# Problems
1. In the passage on China's "go out" energy strategy, reproduce the text word for word, beginning at the words "But the greatest" and stopping after "a $17.3 billion bid.".
2. Translate this sentence from the passage on China's "go out" energy strategy into Spanish: "A new set of pipelines, built in record time, brings oil and gas from Turkmenistan and Kazakhstan to China."

[START Extract provided]

Today the impact of the “go out” strategy is evident worldwide. Chinese oil companies are active throughout Africa and Latin America (as are Chinese companies from other sectors). Closer to home they have acquired significant petroleum assets in neighboring Kazakhstan and have achieved some positions in Russia after repeated tries. They are developing natural gas in Turkmenistan. As latecomers into the international industry, the Chinese come equipped not only with oil field skills but a willingness and the financial resources to pay a premium to get into the game. Also, particularly in Africa, they make themselves partners of choice with very significant “value added.” That is, they bring government-funded development packages—helping to build railroads, harbors, and roads—something that is not in the tool kit of traditional Western companies. This has engendered controversy. Critics charge that China is colonizing Africa and using Chinese rather than local labor. Chinese reply that they are doing much to create markets for African commodity exports, and that export earnings are better than foreign aid and do more to stimulate lasting economic growth. (Some of these packages have fallen apart.) Chinese banks, in coordination with the Chinese oil companies, have also made multibillion-dollar loans to a number of countries that will be paid back in the form of oil or gas over a number of years. (One such deal took fifteen years to work out. )15
The energy security strategy is also taking an obvious route—building pipelines to diversify, reduce dependence on sea-lanes, and strengthen connections with supplier countries. A new set of pipelines, built in record time, brings oil and gas from Turkmenistan and Kazakhstan to China. Russia’s $22 billion East Siberia–Pacific Ocean Pipeline will, in addition to supplying oil to the Pacific (Japan and Korea primarily), also deliver Russian oil to China—guaranteed by a $25 billion loan that China advanced to Russia. In September 2010 Chinese president Hu Jintao and Russian president Dmitry Medvedev jointly pushed the button to start the flow of oil over the Russian-Chinese border. The potential for a large trade in natural gas was also hailed. At the ceremony, Hu proclaimed a “new start” in Chinese-Russian relations. A relationship that was once based upon Marx and Lenin was now rooted in oil and possibly gas. 16
“LIKE THROWING A MATCH”
But the greatest controversy over the “go out” strategy came not in Africa but in the United States. In 2005 Chevron and CNOOC—Chinese National Offshore Oil Corporation—were locked in a battle royal to acquire the large U.S. independent company Unocal, which had significant oil and gas production in Thailand and Indonesia but also had some in the Gulf of Mexico. The competition between the two companies was very tough, with sharp arguments about the financial terms and the role of Chinese financial institutions, as well as the timing of the respective offers. For some in Beijing, a global takeover battle was not only unfamiliar but disconcerting. The price that CNOOC put on the table was greater than the entire cost of the huge Three Gorges Dam project, which had taken decades to build. After months of battle, Chevron emerged victorious with a $17.3 billion bid.

[END Extract provided]
[START Material supplied]

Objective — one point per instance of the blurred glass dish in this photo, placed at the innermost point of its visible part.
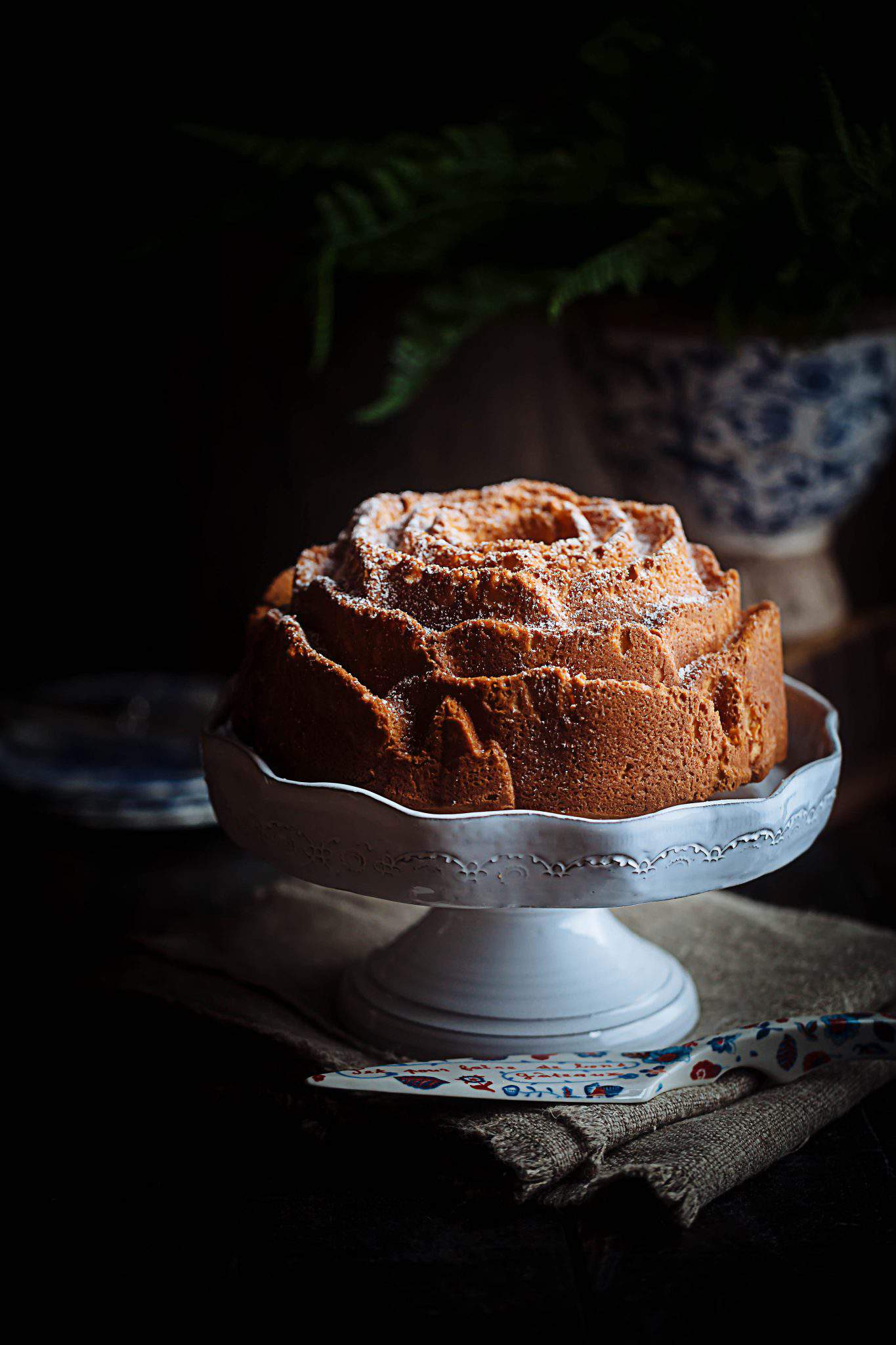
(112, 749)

[END Material supplied]
[START Material supplied]

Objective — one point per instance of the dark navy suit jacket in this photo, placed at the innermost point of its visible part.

[END Material supplied]

# Worked answers
1.
But the greatest controversy over the “go out” strategy came not in Africa but in the United States. In 2005 Chevron and CNOOC—Chinese National Offshore Oil Corporation—were locked in a battle royal to acquire the large U.S. independent company Unocal, which had significant oil and gas production in Thailand and Indonesia but also had some in the Gulf of Mexico. The competition between the two companies was very tough, with sharp arguments about the financial terms and the role of Chinese financial institutions, as well as the timing of the respective offers. For some in Beijing, a global takeover battle was not only unfamiliar but disconcerting. The price that CNOOC put on the table was greater than the entire cost of the huge Three Gorges Dam project, which had taken decades to build. After months of battle, Chevron emerged victorious with a $17.3 billion bid.

2. Un nuevo conjunto de oleoductos y gasoductos, construido en tiempo récord, lleva petróleo y gas de Turkmenistán y Kazajistán a China.